TASK GOAL -
Scan the listing for "positive" and copy out each line that has it.

□ □ □

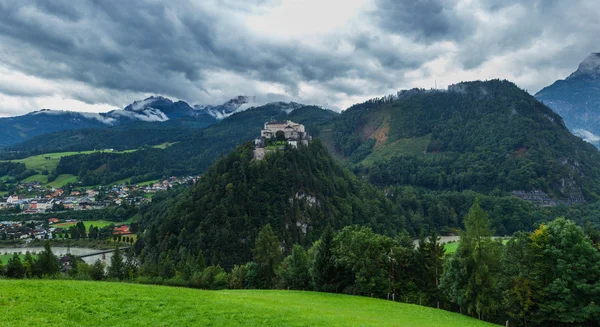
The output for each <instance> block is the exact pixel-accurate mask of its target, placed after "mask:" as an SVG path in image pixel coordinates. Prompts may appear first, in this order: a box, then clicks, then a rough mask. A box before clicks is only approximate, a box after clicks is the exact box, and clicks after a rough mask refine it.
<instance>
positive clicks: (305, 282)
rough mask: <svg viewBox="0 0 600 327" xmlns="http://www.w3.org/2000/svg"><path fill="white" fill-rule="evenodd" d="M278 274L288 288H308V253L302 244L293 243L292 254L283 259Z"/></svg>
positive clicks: (296, 289)
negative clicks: (293, 245)
mask: <svg viewBox="0 0 600 327" xmlns="http://www.w3.org/2000/svg"><path fill="white" fill-rule="evenodd" d="M279 274H280V275H281V278H282V279H283V282H284V284H285V286H287V287H288V288H291V289H294V290H305V289H308V286H309V284H310V275H309V273H308V254H306V251H305V250H304V248H303V247H302V246H300V245H298V244H294V247H293V248H292V254H290V255H289V256H287V257H286V258H285V259H284V260H283V263H282V265H281V270H280V272H279Z"/></svg>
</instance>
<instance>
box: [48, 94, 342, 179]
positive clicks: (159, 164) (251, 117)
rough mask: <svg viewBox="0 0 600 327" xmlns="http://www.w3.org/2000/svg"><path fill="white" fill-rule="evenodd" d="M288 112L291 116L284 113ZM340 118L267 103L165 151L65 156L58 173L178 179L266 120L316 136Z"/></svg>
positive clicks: (155, 150) (88, 177) (242, 140)
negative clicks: (165, 177) (286, 123)
mask: <svg viewBox="0 0 600 327" xmlns="http://www.w3.org/2000/svg"><path fill="white" fill-rule="evenodd" d="M288 112H289V113H288ZM337 115H338V114H337V113H335V112H333V111H330V110H325V109H321V108H319V107H314V106H304V107H300V108H294V110H293V111H291V112H290V108H289V107H288V106H287V104H284V103H271V104H267V105H264V106H261V107H256V108H252V109H248V110H246V111H242V112H239V113H236V114H233V115H232V116H229V117H227V118H225V119H223V120H222V121H221V122H219V123H217V124H214V125H211V126H209V127H207V128H205V129H197V130H194V131H193V132H191V133H187V134H185V135H183V136H182V137H180V138H178V139H177V141H178V143H176V144H173V145H171V146H169V147H168V148H166V149H145V150H140V151H136V152H131V153H125V154H114V153H101V152H98V153H93V154H89V155H76V156H69V157H63V158H62V159H61V161H60V163H59V165H58V167H57V168H56V173H57V174H73V175H76V176H79V177H80V180H81V182H83V183H84V185H97V184H107V183H110V182H113V181H117V180H121V179H125V178H130V177H132V178H133V179H132V182H138V181H145V180H152V179H156V178H160V177H164V176H181V175H185V174H196V173H201V172H203V171H205V170H206V169H207V168H208V167H209V166H210V165H211V164H212V163H213V162H214V161H215V160H216V159H218V158H219V157H220V156H224V155H226V154H227V153H229V152H230V151H231V150H233V149H235V147H236V146H238V145H240V144H242V143H244V142H246V141H249V140H252V139H254V138H256V137H257V136H259V135H260V130H261V129H262V128H263V124H264V122H265V121H269V120H271V119H274V120H285V119H290V120H293V121H296V122H299V123H302V124H304V125H305V126H306V128H307V130H308V131H309V132H310V133H311V134H313V135H318V132H319V130H320V129H321V128H320V125H321V124H322V123H325V122H328V121H330V120H331V119H332V118H333V117H335V116H337Z"/></svg>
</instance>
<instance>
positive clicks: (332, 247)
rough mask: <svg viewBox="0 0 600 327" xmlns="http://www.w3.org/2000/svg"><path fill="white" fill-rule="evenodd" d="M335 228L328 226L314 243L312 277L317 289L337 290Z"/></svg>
mask: <svg viewBox="0 0 600 327" xmlns="http://www.w3.org/2000/svg"><path fill="white" fill-rule="evenodd" d="M333 237H334V234H333V229H332V228H331V226H327V228H326V229H325V231H323V234H322V235H321V238H320V239H319V240H318V241H317V242H315V244H314V245H313V259H312V265H311V268H310V277H311V279H312V282H313V286H314V288H315V291H319V292H333V291H335V290H336V287H335V278H336V275H337V272H336V268H335V258H334V257H333Z"/></svg>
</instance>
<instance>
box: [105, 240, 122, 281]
mask: <svg viewBox="0 0 600 327" xmlns="http://www.w3.org/2000/svg"><path fill="white" fill-rule="evenodd" d="M108 277H110V278H116V279H118V280H122V279H123V278H125V263H124V262H123V255H122V254H121V250H120V249H119V243H117V245H116V246H115V251H114V252H113V254H112V257H111V258H110V266H109V267H108Z"/></svg>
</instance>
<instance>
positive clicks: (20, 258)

□ □ □

EXPECTED ANSWER -
positive clicks: (305, 282)
positive clicks: (296, 289)
positive clicks: (159, 164) (251, 117)
positive clicks: (155, 150) (88, 177) (242, 140)
positive clicks: (332, 247)
positive clicks: (20, 258)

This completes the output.